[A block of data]
******

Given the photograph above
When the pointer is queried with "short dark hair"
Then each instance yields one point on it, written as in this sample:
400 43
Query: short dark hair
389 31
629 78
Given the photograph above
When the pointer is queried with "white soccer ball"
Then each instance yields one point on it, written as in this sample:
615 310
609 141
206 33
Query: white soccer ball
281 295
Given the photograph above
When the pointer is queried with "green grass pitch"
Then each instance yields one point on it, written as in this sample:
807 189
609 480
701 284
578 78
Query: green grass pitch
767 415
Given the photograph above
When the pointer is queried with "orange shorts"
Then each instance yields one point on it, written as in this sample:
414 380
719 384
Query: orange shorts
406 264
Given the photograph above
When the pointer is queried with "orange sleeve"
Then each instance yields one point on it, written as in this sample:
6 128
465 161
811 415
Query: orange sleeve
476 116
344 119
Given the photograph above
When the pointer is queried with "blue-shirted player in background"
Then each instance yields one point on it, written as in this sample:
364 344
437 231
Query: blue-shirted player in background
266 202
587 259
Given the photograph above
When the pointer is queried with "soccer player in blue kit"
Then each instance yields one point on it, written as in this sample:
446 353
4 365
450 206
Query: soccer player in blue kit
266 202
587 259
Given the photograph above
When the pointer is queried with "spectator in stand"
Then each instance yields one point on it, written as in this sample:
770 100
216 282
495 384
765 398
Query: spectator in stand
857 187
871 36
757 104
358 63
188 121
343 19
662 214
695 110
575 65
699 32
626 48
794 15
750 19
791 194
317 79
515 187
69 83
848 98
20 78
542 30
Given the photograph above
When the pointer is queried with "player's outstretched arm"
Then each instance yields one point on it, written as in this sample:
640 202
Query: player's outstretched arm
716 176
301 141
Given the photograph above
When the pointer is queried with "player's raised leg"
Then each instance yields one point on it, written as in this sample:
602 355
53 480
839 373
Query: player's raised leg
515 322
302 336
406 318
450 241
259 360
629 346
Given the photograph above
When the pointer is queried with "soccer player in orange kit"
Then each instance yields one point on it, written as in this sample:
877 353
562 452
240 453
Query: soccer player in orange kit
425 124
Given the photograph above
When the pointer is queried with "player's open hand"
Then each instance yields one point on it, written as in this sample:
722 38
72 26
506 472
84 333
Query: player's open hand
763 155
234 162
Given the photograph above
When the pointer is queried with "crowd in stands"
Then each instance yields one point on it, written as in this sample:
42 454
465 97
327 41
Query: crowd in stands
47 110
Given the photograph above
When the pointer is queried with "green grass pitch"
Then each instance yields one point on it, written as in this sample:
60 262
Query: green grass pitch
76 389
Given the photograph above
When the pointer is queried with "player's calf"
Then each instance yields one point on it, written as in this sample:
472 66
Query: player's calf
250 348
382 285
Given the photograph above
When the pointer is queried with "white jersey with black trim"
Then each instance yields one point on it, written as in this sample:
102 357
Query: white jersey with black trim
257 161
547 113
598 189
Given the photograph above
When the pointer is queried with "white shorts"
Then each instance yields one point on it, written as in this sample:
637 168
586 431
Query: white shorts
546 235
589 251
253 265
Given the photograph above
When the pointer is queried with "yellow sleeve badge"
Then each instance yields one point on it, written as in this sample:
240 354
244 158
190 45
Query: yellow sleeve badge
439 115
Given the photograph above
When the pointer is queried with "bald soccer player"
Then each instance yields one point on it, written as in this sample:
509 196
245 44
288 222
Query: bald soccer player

******

> [WHAT TO PRODUCE]: Take the data above and return it exactly.

> [FINAL RESULT]:
Given the photograph above
When the pointer is queried with "short dark hair"
Then each instance yields one point on it, written as in this sample:
400 43
Query: short dark hair
389 31
629 78
Given the photograph above
When the pointer is queried with "white soccer ball"
Then each instance yields one point on it, written as in this sample:
615 310
609 141
206 33
Query: white soccer ball
281 295
Given the photograph above
When the pointer is queried with "green grass pitch"
Then each instance yields one point on it, written as in this sample:
807 189
609 480
701 284
578 78
Query: green grass pitch
767 415
Given the photograph above
When the pointer is queried with "orange shorts"
Then each instance yields one point on it, written as in this sample:
414 380
719 384
Query: orange shorts
406 264
Given the photograph above
When the pointer is queried with "orange sleeve"
Then each instance yields one point on it, written as in this sample:
6 128
465 161
811 415
Query: orange sleeve
476 116
344 119
Given the photograph above
When the pointer is queried with "blue-shirted player in background"
Then each instance yields one point on it, written as in this sample:
364 344
437 231
Query: blue-shirted player in background
266 202
587 259
Given the photograph above
When the pointer is queried with "soccer player in blue kit"
Then each instance yields one point on it, written as in this sample:
446 353
4 365
450 206
Query: soccer player in blue kit
266 202
587 259
Given the photograph above
When the pointer is queried with "spectator in stand"
Then each instance yields one point on it, written as in this sample:
770 100
216 282
495 384
765 398
Query: spectator in stand
857 187
871 36
757 104
358 63
188 121
343 19
662 214
695 110
575 65
699 32
626 48
794 15
750 19
791 194
317 79
515 187
69 83
848 98
20 78
542 30
Given the photograph above
When the pointer is queried with "player's outstretched arm"
Then each instance yields one point on it, written as in this sample:
640 202
Query: player's outstretched arm
716 176
301 141
Given the photograph above
When the pointer is queried with "player's raised leg"
Then each instance yields one point on it, written as in this sample:
602 355
53 480
839 373
Query: player's raised leg
515 322
302 336
406 318
450 241
259 360
629 346
Given the photograph above
When the pointer is queried with "soccer player in orange kit"
Then each instance yields one point on it, written as in this sample:
877 353
562 452
240 453
Query: soccer player in orange kit
425 124
Given the photograph above
When the pointer is queried with "player's open hand"
Then each instance yields one point on it, written as in this sample:
722 38
72 26
506 472
84 333
Query: player's open hand
763 155
234 162
Given the photograph above
When the pointer is queried with "crowd in stands"
Then each instance yields one point on it, written as in this sample:
42 454
465 97
327 41
Query: crowd in stands
47 110
Given the photograph above
When the pointer is queried with "green grass pitch"
Then each instance yields one point on it, written as in this sample:
60 262
Query: green grass pitch
76 389
Given the photograph above
When the pointer is queried with "player's calf"
Then each instance yields one point on it, written as in this sample:
472 66
Query: player's calf
250 348
382 285
Given the photograph above
When the pointer is queried with "white jersey with black trim"
Then each instance yields one point on it, written as in this sample:
102 357
Query: white jersey with black trim
257 161
547 113
598 189
Given the photograph above
When the pointer is queried with "white shorts"
Then each instance yields one point on it, written as in this sample:
637 168
586 431
Query: white shorts
546 235
589 251
253 265
Given the photograph above
When the pointer is queried with "yellow sleeve badge"
Then each instance yields one point on it, written as in this sample:
240 354
244 158
190 45
Query: yellow sleeve badge
439 115
Given the photograph above
When the pointer is queried with "bald soccer player"
Then each instance yields one point on it, written as in this sample:
509 196
245 44
288 222
Query: bald soccer player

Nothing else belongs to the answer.